*Work required:*
Once the line containing "find: white cloud" has been written out, stop; until then, restate each line of the entries below word for word from the first.

┌─ Extracted data

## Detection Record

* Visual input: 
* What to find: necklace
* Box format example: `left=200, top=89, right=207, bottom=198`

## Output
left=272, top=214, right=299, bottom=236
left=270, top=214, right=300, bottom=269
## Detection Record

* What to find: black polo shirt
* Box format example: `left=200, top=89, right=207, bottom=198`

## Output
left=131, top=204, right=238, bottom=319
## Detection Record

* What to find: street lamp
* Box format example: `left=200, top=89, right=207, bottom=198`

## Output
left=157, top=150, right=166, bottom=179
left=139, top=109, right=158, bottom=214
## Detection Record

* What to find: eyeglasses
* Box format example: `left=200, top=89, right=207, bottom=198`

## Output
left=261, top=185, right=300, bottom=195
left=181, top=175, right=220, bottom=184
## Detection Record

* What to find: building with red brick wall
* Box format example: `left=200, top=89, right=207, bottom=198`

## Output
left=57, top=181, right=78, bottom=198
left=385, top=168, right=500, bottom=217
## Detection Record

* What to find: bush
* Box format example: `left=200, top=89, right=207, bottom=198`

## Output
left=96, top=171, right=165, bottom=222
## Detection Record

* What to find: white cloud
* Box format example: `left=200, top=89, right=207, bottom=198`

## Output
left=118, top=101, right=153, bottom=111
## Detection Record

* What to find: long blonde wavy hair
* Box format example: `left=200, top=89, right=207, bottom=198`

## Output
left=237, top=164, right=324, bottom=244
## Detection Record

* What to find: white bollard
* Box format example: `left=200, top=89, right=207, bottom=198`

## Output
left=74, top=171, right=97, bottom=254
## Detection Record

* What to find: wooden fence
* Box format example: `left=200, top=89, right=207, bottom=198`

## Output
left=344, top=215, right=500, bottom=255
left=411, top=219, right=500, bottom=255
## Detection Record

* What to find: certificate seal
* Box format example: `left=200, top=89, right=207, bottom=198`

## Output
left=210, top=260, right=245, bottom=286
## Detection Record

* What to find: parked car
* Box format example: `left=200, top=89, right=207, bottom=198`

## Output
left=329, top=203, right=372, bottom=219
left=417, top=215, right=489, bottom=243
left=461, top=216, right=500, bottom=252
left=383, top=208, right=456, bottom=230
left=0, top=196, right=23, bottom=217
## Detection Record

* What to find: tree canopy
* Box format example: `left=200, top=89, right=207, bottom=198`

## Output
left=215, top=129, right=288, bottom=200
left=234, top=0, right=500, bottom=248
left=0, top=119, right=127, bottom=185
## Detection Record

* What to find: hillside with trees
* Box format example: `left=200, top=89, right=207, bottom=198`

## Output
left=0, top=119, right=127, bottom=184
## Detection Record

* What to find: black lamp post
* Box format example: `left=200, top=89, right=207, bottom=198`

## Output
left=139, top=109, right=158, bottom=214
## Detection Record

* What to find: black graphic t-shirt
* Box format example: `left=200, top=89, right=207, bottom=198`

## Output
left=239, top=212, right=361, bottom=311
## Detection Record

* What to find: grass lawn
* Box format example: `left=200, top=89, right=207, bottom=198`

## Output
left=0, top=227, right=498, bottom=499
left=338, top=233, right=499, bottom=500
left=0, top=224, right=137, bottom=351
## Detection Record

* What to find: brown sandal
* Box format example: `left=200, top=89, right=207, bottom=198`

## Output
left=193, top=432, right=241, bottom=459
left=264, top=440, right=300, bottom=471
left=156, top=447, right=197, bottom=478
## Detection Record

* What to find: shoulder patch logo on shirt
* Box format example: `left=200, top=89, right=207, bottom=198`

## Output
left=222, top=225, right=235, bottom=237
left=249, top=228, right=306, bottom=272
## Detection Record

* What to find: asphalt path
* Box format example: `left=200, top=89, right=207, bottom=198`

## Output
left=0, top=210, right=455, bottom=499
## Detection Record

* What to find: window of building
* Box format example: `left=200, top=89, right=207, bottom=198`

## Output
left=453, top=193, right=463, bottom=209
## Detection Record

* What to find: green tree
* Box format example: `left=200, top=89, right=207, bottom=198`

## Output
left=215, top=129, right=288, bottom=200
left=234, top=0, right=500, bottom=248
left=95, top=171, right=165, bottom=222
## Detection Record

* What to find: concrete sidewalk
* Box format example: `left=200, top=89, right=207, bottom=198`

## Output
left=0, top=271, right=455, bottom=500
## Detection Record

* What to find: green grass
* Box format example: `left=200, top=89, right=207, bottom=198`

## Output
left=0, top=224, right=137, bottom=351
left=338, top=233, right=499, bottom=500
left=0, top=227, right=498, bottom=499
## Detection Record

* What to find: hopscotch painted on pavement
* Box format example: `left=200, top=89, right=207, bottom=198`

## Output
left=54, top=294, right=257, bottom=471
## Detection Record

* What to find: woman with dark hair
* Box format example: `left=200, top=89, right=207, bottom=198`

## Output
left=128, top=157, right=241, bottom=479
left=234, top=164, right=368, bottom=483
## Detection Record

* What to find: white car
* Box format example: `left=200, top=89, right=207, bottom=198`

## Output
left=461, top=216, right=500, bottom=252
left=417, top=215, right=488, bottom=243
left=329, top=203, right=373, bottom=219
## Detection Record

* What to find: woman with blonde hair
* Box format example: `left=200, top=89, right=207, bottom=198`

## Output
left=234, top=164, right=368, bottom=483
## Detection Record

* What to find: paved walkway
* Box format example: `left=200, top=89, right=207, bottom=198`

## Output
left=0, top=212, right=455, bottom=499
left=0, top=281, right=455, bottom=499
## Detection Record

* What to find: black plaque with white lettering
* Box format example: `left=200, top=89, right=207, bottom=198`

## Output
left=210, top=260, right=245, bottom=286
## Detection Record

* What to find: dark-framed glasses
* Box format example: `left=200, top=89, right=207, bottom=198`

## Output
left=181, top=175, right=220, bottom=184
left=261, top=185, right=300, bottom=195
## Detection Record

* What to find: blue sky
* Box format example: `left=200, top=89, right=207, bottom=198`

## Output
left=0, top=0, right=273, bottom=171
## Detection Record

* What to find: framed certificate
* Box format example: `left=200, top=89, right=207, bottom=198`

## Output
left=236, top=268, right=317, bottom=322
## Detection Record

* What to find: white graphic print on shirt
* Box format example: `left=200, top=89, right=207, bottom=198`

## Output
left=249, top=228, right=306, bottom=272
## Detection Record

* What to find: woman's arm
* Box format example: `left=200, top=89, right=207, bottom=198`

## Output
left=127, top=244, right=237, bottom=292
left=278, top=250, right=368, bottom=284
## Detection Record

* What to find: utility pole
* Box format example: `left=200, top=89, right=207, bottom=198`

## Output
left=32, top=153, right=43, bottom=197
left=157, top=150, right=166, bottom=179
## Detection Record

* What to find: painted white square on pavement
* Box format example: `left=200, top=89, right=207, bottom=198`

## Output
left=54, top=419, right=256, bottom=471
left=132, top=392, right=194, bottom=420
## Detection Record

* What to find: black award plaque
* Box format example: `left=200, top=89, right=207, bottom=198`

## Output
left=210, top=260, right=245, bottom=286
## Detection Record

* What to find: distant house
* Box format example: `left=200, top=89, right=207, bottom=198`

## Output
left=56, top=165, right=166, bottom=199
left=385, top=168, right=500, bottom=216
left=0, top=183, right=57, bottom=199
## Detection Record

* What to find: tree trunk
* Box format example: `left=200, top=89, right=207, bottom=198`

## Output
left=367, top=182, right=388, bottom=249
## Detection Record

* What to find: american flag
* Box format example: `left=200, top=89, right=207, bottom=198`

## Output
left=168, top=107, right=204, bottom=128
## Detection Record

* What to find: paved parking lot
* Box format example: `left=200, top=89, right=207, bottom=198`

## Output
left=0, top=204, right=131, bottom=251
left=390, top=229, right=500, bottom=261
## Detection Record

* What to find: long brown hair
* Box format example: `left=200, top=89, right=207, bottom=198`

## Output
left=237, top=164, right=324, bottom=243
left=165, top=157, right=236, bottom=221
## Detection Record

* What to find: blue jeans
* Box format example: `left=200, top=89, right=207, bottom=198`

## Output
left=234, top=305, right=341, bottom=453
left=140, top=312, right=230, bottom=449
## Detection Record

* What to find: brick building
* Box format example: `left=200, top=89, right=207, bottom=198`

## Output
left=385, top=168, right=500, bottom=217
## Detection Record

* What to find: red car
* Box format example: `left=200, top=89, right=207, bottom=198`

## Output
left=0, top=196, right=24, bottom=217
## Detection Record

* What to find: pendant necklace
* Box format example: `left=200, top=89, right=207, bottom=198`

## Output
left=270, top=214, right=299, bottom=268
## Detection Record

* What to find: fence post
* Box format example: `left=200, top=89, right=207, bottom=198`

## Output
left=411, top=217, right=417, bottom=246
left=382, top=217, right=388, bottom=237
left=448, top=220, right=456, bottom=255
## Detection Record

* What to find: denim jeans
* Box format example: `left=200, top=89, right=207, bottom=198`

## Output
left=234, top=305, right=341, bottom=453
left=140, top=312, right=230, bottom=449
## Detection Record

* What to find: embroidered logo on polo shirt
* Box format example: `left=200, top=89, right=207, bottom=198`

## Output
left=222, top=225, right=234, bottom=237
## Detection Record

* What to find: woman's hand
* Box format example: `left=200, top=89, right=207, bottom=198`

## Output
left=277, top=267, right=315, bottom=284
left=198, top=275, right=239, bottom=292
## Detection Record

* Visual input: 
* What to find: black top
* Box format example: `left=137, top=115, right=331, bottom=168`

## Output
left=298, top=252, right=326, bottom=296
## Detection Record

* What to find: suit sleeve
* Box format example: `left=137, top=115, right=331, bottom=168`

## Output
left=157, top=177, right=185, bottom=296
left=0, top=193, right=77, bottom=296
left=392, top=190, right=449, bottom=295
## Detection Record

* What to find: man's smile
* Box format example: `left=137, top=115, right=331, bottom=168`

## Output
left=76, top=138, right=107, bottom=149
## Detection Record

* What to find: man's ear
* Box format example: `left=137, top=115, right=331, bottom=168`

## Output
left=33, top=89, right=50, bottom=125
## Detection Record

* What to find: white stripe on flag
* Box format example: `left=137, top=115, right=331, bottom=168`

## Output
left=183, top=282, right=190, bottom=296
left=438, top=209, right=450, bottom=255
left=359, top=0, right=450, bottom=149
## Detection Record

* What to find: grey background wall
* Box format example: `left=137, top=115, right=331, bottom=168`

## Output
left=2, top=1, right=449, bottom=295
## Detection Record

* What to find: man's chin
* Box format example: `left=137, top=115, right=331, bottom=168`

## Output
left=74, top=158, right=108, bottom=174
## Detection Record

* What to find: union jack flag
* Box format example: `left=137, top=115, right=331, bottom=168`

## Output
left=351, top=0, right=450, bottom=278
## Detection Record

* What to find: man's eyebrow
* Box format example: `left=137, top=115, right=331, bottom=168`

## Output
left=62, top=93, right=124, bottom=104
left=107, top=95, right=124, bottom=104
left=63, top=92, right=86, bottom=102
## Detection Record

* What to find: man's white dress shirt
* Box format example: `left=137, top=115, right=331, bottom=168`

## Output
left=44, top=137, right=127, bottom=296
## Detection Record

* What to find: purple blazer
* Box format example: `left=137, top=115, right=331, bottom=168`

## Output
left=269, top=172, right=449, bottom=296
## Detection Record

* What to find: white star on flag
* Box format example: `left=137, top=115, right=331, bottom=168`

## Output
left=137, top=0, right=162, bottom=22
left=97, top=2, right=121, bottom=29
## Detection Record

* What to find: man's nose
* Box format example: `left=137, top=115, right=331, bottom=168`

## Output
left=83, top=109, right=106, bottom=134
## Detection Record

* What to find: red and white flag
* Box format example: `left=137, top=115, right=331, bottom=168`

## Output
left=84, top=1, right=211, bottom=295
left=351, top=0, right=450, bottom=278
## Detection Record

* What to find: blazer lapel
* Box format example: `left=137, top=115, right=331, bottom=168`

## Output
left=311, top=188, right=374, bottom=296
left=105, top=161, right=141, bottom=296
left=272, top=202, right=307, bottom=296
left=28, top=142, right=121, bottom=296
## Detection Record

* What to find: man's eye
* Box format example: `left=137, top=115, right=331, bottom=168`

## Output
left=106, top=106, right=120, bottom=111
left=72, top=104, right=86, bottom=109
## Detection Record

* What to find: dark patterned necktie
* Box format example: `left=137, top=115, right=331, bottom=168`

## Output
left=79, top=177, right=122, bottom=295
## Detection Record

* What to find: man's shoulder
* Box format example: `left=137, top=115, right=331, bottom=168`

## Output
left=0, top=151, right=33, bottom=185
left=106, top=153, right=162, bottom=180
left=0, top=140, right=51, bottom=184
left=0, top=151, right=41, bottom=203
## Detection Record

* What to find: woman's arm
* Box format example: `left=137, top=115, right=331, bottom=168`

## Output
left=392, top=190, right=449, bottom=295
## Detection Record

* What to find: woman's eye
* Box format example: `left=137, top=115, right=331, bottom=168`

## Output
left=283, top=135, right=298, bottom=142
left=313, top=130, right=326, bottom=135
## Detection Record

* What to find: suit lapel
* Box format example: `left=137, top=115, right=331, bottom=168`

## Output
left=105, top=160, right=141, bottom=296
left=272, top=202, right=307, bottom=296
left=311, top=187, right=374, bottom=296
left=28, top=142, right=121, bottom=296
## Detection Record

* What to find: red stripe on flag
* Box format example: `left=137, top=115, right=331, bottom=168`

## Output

└─

*Result for this task:*
## Detection Record

* Visual input: 
* What to find: necklace
* Box format example: `left=200, top=89, right=207, bottom=198`

## Output
left=272, top=214, right=299, bottom=236
left=270, top=214, right=300, bottom=269
## Detection Record

* What to find: black polo shirt
* Box format example: `left=200, top=89, right=207, bottom=198`

## Output
left=131, top=204, right=238, bottom=319
## Detection Record

* What to find: street lamp
* Box format example: `left=200, top=89, right=207, bottom=198`

## Output
left=157, top=150, right=166, bottom=179
left=139, top=109, right=158, bottom=214
## Detection Record

* What to find: eyeglasses
* Box format example: `left=200, top=89, right=207, bottom=198`

## Output
left=261, top=185, right=300, bottom=195
left=181, top=175, right=220, bottom=184
## Detection Record

* What to find: building with red brick wall
* Box format example: `left=200, top=89, right=207, bottom=198`

## Output
left=57, top=181, right=78, bottom=198
left=385, top=168, right=500, bottom=217
## Detection Record

* What to find: bush
* Box format example: `left=200, top=89, right=207, bottom=198`

## Output
left=96, top=171, right=165, bottom=222
## Detection Record

* What to find: white cloud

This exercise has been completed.